Find every percentage figure in the passage on crack cocaine below and state what each one measures.

Text passage.

□ □ □ □ □

Crack cocaine was such a potent, addictive drug that a hugely profitable market had been created practically overnight. True, it was only the leaders of the crack gangs who were getting rich. But that only made the street-level dealers all the more desperate to advance. Many of them were willing to kill their rivals to do so, whether the rival belonged to the same gang or a different one. There were also gun battles over valuable drug-selling corners. The typical crack murder involved one crack dealer shooting another (or two of them, or three) and not, contrary to conventional wisdom, some bug-eyed crackhead shooting a shopkeeper over a few dollars. The result was a huge increase in violent crime.

One study found that more than 25 percent of the homicides in New York City in 1988 were crack-related.

The violence associated with crack began to ebb in about 1991. This has led many people to think that crack itself went away. It didn’t. Smoking crack remains much more popular today than most people realize. Nearly 5 percent of all arrests in the United States are still related to cocaine (as against 6 percent at crack’s peak); nor have emergency room visits for crack users diminished all that much.

□ □ □ □ □

Data extract.
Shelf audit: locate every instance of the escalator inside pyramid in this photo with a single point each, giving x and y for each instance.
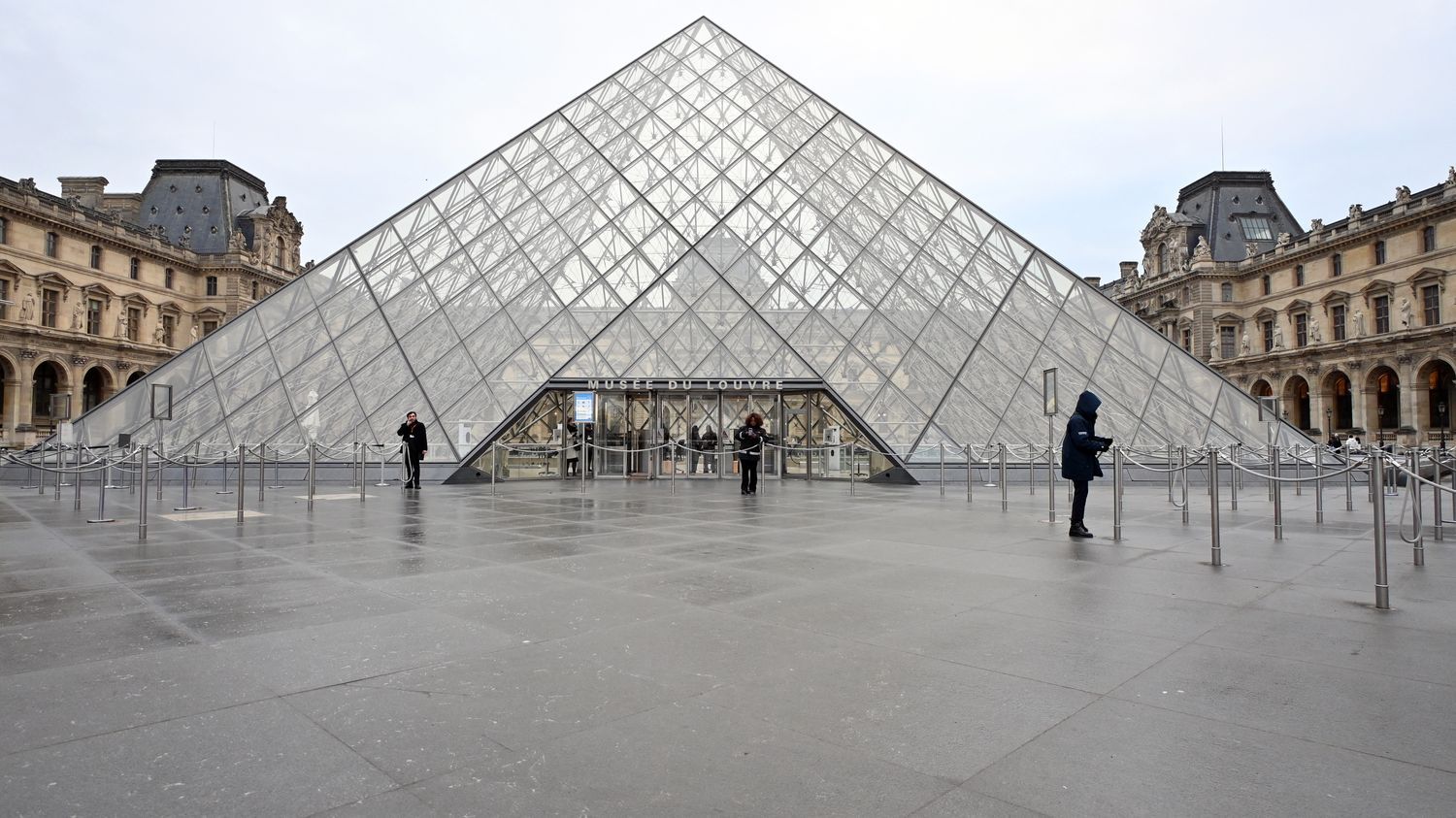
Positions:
(695, 238)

□ □ □ □ □

Finished task.
- More than 25 percent: the share of homicides in New York City in 1988 that were crack-related.
- Nearly 5 percent: the share of all arrests in the United States that are still related to cocaine.
- 6 percent: the share of arrests related to cocaine at crack's peak.